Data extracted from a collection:
START

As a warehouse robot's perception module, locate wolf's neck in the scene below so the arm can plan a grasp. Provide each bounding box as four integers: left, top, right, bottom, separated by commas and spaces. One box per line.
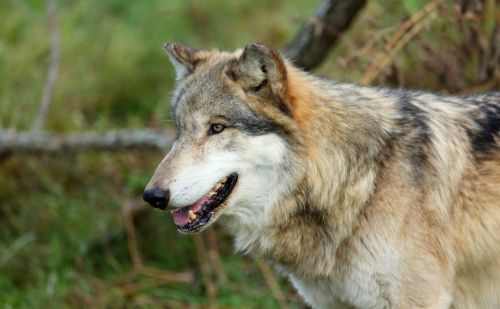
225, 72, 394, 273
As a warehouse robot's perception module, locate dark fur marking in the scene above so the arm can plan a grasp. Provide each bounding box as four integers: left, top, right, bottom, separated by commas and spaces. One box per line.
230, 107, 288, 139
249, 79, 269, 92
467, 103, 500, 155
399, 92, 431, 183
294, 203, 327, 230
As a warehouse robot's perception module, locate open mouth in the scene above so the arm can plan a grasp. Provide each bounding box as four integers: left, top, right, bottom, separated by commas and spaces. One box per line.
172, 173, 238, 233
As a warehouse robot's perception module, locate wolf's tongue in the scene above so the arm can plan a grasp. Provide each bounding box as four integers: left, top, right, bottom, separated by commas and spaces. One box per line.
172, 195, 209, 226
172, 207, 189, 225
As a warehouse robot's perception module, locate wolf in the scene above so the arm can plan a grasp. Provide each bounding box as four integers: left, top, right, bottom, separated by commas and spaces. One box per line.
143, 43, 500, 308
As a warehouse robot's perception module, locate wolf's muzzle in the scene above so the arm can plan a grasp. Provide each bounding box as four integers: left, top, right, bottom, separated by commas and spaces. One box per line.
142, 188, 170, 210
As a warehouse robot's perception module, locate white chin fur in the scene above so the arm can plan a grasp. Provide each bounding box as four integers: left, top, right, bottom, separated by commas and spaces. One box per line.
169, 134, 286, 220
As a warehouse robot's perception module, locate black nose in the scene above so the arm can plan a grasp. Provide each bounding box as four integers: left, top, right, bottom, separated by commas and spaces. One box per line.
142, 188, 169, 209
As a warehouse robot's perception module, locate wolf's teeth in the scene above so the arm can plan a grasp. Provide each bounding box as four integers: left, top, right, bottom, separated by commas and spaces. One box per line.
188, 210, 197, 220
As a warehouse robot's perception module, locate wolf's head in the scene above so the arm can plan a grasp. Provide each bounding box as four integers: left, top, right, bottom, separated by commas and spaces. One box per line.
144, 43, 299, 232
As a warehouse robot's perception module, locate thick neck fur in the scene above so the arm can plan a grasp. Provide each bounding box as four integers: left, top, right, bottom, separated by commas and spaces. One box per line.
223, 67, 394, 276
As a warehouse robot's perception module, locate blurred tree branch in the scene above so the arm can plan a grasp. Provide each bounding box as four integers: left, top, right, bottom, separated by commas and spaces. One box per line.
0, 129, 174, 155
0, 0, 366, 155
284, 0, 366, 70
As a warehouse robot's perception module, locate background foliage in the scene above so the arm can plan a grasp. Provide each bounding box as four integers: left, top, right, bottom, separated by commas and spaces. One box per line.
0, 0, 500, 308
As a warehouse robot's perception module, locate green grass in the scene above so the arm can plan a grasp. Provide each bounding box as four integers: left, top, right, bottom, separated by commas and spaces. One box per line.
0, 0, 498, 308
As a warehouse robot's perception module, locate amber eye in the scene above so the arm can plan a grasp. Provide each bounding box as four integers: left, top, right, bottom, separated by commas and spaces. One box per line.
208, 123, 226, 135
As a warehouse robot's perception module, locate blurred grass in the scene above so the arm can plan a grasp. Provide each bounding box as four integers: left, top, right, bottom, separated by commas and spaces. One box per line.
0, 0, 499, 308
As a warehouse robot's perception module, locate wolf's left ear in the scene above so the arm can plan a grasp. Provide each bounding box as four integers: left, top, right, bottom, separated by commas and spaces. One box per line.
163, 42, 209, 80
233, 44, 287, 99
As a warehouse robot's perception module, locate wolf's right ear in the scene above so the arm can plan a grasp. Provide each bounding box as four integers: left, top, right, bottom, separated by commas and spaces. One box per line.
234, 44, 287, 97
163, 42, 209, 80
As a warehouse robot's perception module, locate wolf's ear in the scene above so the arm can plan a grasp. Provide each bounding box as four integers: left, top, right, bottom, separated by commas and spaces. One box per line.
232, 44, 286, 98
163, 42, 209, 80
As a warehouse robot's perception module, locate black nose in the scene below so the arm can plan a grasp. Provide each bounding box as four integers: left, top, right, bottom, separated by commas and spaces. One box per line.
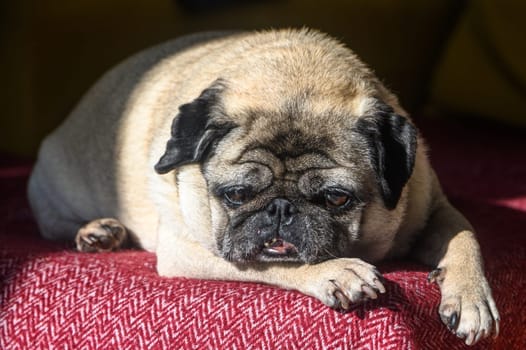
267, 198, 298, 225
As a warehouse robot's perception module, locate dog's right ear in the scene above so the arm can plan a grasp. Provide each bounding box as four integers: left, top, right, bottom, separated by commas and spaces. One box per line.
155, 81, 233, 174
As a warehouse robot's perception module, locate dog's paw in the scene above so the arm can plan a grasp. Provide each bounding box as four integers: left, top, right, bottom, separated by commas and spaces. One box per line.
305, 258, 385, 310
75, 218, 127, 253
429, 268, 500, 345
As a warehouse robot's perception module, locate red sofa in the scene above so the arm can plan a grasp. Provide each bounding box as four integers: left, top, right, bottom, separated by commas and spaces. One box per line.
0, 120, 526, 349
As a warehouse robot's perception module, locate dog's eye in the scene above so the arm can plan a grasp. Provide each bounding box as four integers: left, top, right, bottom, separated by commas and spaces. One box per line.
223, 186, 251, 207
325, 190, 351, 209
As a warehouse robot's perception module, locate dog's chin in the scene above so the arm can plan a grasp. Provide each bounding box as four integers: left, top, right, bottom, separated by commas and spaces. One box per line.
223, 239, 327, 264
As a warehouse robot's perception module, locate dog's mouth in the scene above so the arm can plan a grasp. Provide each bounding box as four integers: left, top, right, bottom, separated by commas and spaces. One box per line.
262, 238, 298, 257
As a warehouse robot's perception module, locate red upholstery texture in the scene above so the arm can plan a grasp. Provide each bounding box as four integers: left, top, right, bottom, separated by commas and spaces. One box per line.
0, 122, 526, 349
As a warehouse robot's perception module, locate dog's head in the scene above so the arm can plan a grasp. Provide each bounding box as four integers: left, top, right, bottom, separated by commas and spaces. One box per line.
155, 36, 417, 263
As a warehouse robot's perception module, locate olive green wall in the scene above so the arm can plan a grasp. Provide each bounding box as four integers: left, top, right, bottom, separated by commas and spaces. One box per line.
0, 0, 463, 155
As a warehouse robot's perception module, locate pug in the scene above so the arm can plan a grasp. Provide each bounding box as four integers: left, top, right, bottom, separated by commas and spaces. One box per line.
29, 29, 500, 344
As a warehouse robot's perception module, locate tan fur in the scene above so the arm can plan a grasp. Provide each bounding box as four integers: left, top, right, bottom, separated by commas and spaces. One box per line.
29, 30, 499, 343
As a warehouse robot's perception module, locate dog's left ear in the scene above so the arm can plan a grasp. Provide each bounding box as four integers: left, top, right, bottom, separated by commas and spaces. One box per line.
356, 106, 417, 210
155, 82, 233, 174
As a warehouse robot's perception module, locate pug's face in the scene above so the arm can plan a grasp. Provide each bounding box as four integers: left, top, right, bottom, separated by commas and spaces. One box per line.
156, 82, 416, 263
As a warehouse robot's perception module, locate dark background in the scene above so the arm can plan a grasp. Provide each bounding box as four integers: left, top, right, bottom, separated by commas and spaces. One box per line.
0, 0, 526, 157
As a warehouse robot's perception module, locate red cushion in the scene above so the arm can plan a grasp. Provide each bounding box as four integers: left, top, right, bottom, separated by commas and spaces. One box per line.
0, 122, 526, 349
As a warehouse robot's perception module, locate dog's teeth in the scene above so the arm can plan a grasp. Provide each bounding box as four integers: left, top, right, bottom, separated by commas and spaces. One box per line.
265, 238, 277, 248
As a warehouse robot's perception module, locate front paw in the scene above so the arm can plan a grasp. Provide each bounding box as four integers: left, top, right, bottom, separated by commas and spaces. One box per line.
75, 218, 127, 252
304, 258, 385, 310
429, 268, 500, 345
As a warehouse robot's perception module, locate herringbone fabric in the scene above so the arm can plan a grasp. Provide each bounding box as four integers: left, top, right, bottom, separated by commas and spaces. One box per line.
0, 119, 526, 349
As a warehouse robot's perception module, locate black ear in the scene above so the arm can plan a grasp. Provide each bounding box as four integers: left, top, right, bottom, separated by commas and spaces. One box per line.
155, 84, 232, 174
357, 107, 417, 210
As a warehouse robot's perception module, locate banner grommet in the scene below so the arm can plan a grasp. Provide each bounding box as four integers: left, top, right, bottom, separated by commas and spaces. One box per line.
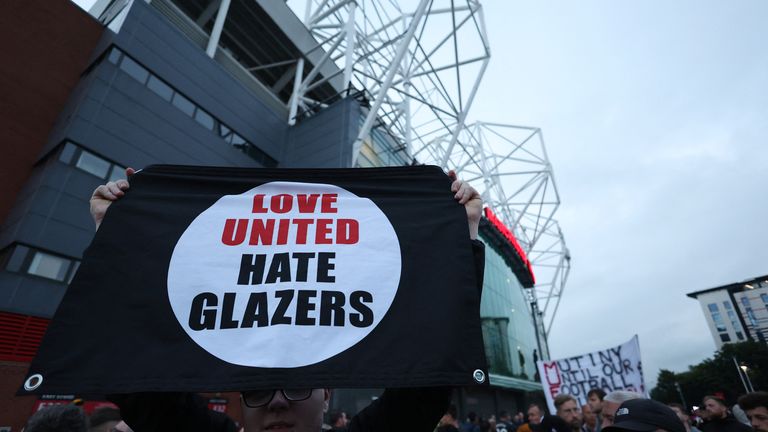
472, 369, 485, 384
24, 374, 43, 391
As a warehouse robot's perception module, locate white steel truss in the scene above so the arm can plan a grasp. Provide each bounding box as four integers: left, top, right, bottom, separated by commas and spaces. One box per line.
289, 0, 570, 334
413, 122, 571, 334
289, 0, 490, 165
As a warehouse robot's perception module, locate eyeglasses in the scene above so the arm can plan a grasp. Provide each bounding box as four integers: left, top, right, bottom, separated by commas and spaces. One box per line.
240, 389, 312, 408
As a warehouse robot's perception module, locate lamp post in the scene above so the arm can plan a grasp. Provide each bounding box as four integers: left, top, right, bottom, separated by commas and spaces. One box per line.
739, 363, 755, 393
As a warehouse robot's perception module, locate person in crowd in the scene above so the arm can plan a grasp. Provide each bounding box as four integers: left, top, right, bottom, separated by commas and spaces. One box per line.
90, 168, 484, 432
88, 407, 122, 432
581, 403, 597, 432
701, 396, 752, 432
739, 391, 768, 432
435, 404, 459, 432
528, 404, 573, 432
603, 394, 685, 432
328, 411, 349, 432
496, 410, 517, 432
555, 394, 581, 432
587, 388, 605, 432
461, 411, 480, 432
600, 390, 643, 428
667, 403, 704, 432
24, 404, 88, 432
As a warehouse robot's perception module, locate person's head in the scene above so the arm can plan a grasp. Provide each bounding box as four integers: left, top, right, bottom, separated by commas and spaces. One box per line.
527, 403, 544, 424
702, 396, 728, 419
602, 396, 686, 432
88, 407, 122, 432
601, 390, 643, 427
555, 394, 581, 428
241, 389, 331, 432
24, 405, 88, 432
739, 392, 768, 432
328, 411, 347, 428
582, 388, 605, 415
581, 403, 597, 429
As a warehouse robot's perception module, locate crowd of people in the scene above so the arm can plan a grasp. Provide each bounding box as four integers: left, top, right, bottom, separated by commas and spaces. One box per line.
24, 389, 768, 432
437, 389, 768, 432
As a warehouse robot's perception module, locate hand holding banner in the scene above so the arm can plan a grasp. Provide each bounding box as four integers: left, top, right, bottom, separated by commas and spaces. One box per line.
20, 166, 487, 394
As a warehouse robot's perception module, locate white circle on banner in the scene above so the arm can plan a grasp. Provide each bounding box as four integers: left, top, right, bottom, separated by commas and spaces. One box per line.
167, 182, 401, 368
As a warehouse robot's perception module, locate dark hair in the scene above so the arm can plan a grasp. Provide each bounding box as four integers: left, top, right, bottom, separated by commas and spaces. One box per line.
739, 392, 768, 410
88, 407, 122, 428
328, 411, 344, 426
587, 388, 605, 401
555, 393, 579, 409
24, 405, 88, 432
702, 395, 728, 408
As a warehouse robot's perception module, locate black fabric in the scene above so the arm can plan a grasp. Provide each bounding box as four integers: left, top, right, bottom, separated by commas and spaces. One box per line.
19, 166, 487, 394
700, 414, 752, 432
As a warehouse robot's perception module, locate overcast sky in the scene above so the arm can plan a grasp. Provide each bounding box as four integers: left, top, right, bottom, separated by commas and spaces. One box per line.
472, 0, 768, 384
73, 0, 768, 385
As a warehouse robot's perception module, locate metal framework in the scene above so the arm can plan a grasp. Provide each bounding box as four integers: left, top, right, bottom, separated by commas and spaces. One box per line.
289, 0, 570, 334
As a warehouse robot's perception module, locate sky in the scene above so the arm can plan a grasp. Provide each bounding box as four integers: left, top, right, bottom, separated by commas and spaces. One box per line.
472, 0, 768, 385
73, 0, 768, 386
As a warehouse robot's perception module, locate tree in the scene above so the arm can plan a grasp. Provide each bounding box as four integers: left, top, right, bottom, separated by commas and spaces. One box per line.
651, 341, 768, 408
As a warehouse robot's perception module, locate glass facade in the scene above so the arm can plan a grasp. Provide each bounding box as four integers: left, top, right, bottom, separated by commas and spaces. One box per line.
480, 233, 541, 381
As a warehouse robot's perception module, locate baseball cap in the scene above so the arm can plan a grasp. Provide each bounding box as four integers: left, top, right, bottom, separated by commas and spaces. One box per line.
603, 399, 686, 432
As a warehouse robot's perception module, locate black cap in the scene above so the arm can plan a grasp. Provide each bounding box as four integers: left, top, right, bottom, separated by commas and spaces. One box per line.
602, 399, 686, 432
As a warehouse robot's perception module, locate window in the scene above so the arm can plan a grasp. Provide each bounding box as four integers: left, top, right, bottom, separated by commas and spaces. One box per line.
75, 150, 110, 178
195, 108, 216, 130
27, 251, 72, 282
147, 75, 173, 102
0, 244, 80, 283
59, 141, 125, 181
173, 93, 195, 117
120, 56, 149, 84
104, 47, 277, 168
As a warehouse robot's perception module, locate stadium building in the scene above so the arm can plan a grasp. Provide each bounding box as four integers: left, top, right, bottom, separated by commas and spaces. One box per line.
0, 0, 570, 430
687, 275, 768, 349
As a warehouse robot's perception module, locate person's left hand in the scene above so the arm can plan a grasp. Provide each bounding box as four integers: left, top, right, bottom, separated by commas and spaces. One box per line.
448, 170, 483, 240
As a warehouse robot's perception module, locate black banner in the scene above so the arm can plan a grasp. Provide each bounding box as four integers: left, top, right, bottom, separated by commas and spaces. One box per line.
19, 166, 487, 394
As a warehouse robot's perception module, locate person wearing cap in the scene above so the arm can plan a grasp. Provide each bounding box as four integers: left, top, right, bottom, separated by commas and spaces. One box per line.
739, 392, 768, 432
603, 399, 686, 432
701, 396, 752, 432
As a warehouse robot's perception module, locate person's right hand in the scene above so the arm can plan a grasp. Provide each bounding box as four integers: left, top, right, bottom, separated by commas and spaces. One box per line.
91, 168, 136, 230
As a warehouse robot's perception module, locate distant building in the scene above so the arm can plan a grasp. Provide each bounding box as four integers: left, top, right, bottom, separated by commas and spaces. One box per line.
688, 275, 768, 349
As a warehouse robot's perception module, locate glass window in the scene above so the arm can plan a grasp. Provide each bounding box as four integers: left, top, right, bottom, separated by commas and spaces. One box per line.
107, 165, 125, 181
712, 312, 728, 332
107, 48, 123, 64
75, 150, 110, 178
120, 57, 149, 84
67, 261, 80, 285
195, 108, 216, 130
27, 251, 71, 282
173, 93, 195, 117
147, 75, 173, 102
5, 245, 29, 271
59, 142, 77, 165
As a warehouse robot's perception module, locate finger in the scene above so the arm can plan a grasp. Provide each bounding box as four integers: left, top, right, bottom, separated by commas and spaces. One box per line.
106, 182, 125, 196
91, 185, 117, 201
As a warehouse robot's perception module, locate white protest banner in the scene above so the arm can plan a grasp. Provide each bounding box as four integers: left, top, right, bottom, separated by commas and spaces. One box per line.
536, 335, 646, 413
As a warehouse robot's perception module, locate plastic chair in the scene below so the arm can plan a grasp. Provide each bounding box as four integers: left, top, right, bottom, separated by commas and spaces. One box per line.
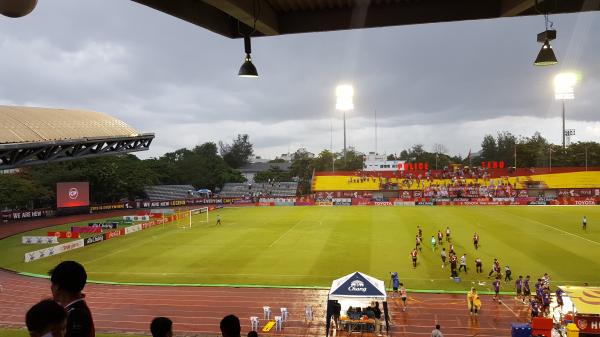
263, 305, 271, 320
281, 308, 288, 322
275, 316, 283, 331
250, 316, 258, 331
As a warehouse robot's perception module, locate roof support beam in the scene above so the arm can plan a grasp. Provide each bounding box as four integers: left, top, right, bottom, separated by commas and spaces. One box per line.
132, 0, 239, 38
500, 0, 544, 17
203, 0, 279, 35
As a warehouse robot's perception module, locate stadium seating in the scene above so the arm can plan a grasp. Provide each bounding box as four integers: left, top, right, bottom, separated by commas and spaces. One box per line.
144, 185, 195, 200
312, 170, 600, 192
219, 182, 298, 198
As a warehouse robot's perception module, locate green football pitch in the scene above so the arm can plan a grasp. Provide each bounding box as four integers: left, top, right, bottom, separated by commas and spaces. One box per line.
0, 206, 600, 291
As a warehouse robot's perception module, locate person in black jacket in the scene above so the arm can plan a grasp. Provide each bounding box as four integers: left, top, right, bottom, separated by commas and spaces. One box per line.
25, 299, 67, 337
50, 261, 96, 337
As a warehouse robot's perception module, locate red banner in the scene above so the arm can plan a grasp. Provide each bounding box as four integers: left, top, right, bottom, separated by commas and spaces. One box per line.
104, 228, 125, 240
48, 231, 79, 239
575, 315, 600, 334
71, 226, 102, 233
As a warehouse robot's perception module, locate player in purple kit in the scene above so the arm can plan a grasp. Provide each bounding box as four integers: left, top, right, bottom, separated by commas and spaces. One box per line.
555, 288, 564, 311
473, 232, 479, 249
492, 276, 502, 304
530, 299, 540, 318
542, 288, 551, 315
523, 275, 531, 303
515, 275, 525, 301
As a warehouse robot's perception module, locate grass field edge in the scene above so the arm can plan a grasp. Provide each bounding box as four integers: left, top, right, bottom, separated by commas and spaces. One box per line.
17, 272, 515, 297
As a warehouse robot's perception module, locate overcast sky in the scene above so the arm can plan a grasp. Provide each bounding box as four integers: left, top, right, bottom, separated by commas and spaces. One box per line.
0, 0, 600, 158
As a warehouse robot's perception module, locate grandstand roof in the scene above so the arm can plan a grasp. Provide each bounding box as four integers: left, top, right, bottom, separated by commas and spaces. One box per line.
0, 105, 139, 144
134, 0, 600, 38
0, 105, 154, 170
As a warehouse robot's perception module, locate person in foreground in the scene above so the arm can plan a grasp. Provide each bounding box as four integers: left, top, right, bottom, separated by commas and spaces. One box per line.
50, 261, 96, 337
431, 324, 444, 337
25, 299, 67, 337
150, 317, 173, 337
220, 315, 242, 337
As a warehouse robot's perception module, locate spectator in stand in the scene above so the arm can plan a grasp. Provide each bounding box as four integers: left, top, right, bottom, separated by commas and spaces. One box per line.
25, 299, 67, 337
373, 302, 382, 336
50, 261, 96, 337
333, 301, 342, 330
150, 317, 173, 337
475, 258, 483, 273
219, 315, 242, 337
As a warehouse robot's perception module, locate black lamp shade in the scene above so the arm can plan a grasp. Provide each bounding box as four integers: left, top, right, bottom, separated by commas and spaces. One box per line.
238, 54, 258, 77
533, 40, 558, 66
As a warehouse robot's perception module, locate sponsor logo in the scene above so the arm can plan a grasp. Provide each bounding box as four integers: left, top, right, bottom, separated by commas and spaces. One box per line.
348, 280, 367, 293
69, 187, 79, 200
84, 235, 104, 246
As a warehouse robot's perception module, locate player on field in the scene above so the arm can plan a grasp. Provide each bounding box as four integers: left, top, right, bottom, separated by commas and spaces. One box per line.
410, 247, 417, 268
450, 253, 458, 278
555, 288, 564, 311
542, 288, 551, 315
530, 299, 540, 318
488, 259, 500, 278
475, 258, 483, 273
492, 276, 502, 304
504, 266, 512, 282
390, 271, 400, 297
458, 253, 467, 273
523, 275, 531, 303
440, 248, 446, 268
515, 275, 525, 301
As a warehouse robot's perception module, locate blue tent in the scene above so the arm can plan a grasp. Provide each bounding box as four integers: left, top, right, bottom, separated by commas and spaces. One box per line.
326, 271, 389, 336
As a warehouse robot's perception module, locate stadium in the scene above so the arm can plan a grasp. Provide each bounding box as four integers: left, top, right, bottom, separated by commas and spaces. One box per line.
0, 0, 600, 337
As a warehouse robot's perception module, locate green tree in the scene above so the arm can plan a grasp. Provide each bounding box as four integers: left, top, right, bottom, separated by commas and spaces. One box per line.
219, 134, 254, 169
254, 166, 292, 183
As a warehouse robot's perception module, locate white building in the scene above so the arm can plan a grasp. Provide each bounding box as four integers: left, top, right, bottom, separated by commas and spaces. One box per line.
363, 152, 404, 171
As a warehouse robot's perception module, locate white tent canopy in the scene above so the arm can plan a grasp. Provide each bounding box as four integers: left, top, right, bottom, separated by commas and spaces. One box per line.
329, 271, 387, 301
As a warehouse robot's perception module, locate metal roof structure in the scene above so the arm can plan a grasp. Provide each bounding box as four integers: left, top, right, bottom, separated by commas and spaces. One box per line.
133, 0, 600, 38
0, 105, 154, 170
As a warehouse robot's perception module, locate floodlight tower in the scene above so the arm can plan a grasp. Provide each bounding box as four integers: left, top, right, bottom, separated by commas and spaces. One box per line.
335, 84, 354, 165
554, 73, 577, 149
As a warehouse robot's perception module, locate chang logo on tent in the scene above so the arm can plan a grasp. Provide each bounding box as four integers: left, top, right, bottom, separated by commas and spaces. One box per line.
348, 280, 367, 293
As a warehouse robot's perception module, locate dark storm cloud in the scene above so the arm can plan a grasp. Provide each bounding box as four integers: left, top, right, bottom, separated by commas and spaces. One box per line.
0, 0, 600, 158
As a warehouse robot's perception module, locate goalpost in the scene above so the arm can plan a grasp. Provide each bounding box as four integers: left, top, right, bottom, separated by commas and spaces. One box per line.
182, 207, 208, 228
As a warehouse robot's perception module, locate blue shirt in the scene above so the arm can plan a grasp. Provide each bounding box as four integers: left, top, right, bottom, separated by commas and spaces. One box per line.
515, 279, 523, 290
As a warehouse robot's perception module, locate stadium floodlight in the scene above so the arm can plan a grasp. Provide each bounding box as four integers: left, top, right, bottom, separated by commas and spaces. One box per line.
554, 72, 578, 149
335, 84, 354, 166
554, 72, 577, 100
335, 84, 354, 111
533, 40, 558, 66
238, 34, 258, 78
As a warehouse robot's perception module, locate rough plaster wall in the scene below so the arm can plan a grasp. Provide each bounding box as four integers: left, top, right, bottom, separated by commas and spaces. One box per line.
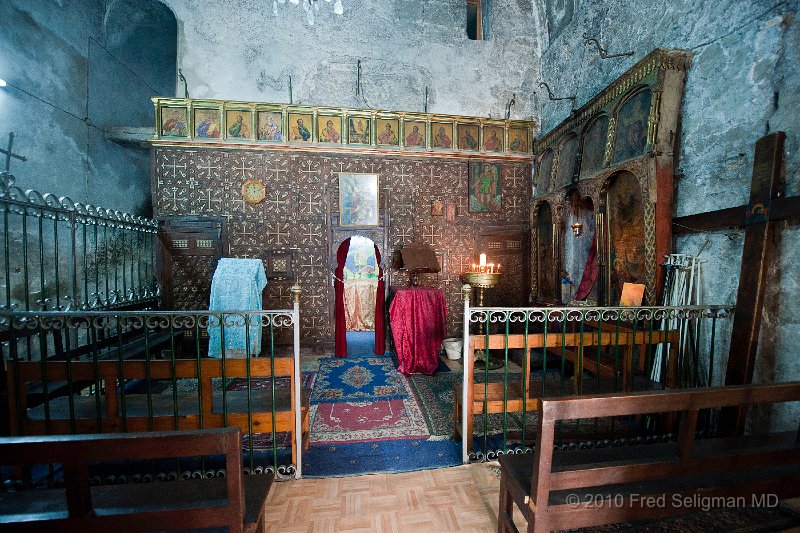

END

● Exercise objective
Please write out the listing between the lines holding "As a warehouse robot's perception module, locate lamp" and "739, 363, 755, 393", inclusive, swapping "lamp post" for "street lamp" and changing nothing else.

● Exercise output
As a warehouse robot's perception module, locate street lamp in the scene above so the arm can plan a grasp. Provide each bounding box as four integers: left, top, right, bottom, separated by commas and spaces. One box per line.
739, 363, 755, 393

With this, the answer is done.